Yes, I am currently without insurance, insane, being from a country that has such great health insurance. I get offers from my job for insurance, but seriously it's expensive!

-How do you make your living in the USA? Do you have any type of income generated?

You know it was actually harder to find a job for me when I was 18 in Germany than it was to find one there when only 16, barely speaking English. Of course you have to start on the low end, minimum wage, but if your English is good, there are many jobs to find if you really want them. Just walking from store to store, asking for applications, asking to talk to the supervisors, etc.

-Do you speak the local language and do you think it's important to speak the local language?

Yes, Americans don't really know a second language, and if it would be the case, it be 98% of the time be spanish. Well here in Utah with the Mormons living here (in my opinion a cult, but they call themself a religion, and get very offended if told otherwise). But yes it's important to learn the language.

-Do you miss home and family sometimes? Describe your favorite recreational activities there or those that are available.

I miss home a lot. Being from a culturally diverse country coming to this, hmm... how should I say it, well very close-minded state, very patriotic town, yes it can be quite hard. I don't think I should be talking as if every American is this way. But Utah, for me it is definitely a strange place. People are very judgmental, they seem friendly to your face, but they don't really take you in or talk much, besides "fake" and insincere conversations. I think it would be hard moving into a town that is this close minded. I wish I could have had a different town that I could have lived in and judged it differently.

Utah has a lot of national parks like Zion and the Grand Canyon is not too far away from St George, so a lot of tourists come into this town, and yes I would say the most things you can do here are sports, hiking, climbing, everything you could imagine doing in a town where the weather is hot and dry.

-Do you have other plans for the future?

Well, I miss Europe very much. Since I am not ready to give up on the US yet, I am planning on staying as an aupair in Spain for 2 years, while getting my Associates degree online (which the US offers, that's quite great). My plans are to move into a bigger and different city in the US, with more diversity!! I think if you are a hard worker you can get far in life here in the US.

-What about housing, have you bought, or are you renting a home? How much do you pay for it?

I rent a 1-bedroom apartment. It was hard to find a place this cheap, but I did find a deal, it was $350 per month, plus electricity, water, etc. Normally one-bedroom apartments go from 500-700 dollars in this town, which is a lot, thinking about how low the minimun wage is. As a college student I found it to be hard, to be working tons, having to buy a car, since the public transportation really sucks, high insurance rates, and rent, with just wages barely over minimum at 6.13 dollars an hour. Quite sad, it seemed as if you could get by okay, but it is very hard to save up money and get back out of here. It's like a black hole that sucks you in, this town.

Work instructions: Continue the interview about moving from Germany to Utah, picking up after its last sentence.

Recorded information:
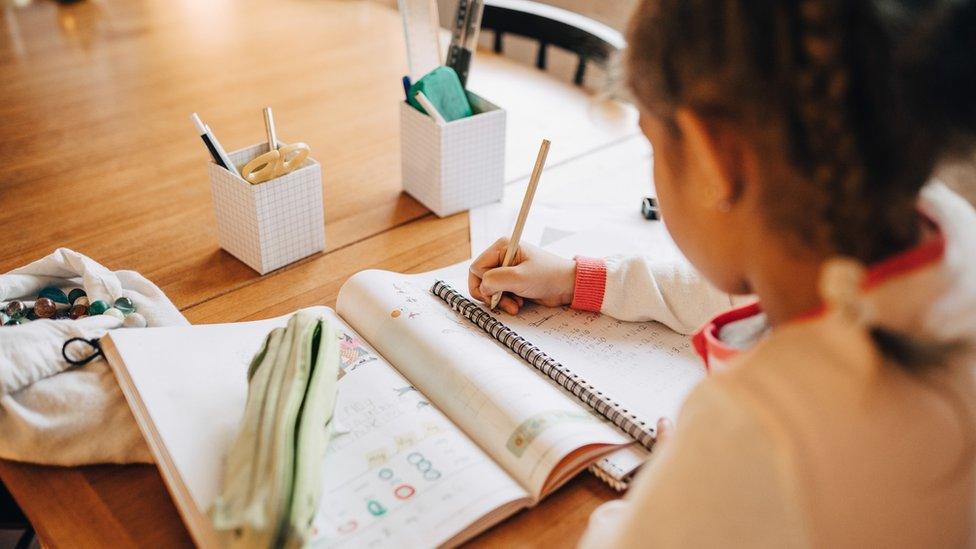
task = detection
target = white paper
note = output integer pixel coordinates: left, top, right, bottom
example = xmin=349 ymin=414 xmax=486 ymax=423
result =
xmin=469 ymin=136 xmax=660 ymax=257
xmin=112 ymin=307 xmax=528 ymax=546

Written answer:
-What is the cost of living in St George?

Like I said above, $500-700 for one-bedroom apartment. There are 3-bedroom places that are quite cheap (since this is a family based town-which their "church" evolves around) for about $800-1000, nice newly-built houses.

-What do you think about the locals?

Well, here in St. George, it is a very close-minded town. It's been hard living in a town mentality that doesn't quite match with my own personal one. Young kids from 18-21 get married, if you are 22 or older and not married it's quite strange. The LDS (Mormon church) encourages the family life and getting married young. Very conserative Stadt/town.

Here in Utah they celebrate holidays that happen to fall on a Sunday a day earlier or later, since Sunday is an absolute rest day. On Mondays stores close earlier so families can spend the "home evening" together. The people are very nice, but I feel like a lot of people are fake. I have talked to many other non-Mormon people that didn't grow up there and they say the same. Locals that aren't used to anything else just don't know any better. One thing though, the women/girls are very beautiful here in Utah.

-What are the positive and negative aspects of living in the USA?

Negatives: Fooooooood. Fast food, many preservatives in foods. People work too hard, less vacation time (I have worked with my jobs for a long time, 2 years and, still have not seen 1 day of paid vacation). Lack of environmentally concerned people. The big gap between the poor and the super rich.

Positives: Every state you go to looks totally different from the other, the people are very nice and happy.

-Do you have any tips for our readers about living in the USA?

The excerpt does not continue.